##### Selected passage #####
Therese Raquin - Emile Zola [1]
Introduction
(New readers are advised that this Introduction makes
the details of the plot explicit.)
Thérèse Raquin is the only one of Émile Zola’s works outside his novel-cycle Les Rougon-Macquart and his polemic J‘Accuse that is widely read. Indeed, with a few individual works from that twenty-volume cycle, it represents the height of his achievement as a novelist. Published in 1867, when Zola was only twenty-seven, it was not his first work of fiction, but it is the book that established his reputation as one of the outstanding novelists of the younger generation. Denounced by the critic of Le Figaro as ‘putrid’, ‘a pool of filth and blood’,1 it achieved a notoriety that would pursue Zola throughout his life and, at the same time, established the ‘experimental’ method that he would apply in the twenty volumes of Les Rougon-Macquart. We can say, with his biographer Henri Mitterand, that ‘Zola’s career as a novelist only really begins with Thérèse Raquin.’2
The novel does, however, differ from the later works in some important respects. Les Rougon-Macquart was a hugely ambitious project, designed (according to its subtitle) to constitute ‘The Natural and Social History of a Family under the Second Empire’.3 The individual volumes in the cycle centre on a particular aspect of life in that period: provincial and national politics (La Fortune des Rougon, Son Excellence Eugène Rougon); the Parisian working class (Le Ventre de Paris, L’Assommoir); the industrial working class (Germinal); the peasantry (La Terre); and so on. Entering into these different milieux is part of the pleasure of reading Zola, and he supported the fictional narrative with extensive documentary research — into life in a large department store, for example, when writing Au Bonheur des Dames, or among workers on the railway, for La Bête humaine. Behind the chief protagonists in all these novels, one is aware of a host of minor figures and, beyond them, of the crowd: the crowd in the Parisian streets and markets, the shoppers in the department store, the miners, politicians, priests, soldiers, stockbrokers, workers and peasants who populate the background of the picture.
#####
◆ **What you need to do**
Answer these questions from the introduction to Thérèse Raquin:
1. In what year was the novel published, and how old was Zola then?
2. The critic of which publication called the book "putrid"?
3. Which volume of Les Rougon-Macquart centers on the industrial working class?
##### Given data #####
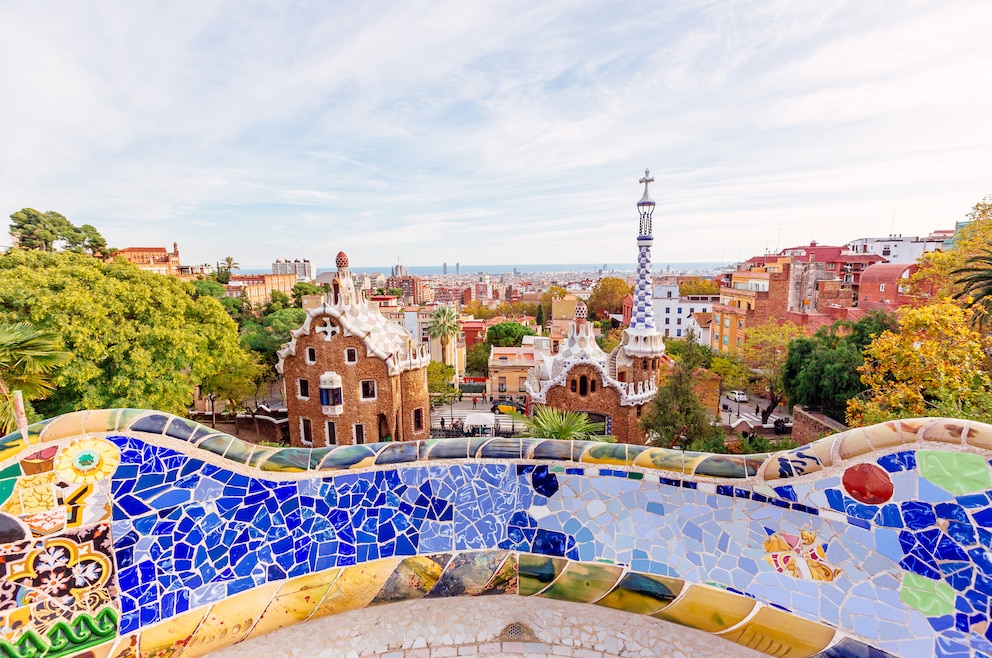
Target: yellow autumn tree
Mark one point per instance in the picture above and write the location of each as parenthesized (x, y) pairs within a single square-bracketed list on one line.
#####
◆ **Result**
1. 1867, when Zola was twenty-seven.
2. Le Figaro.
3. Germinal.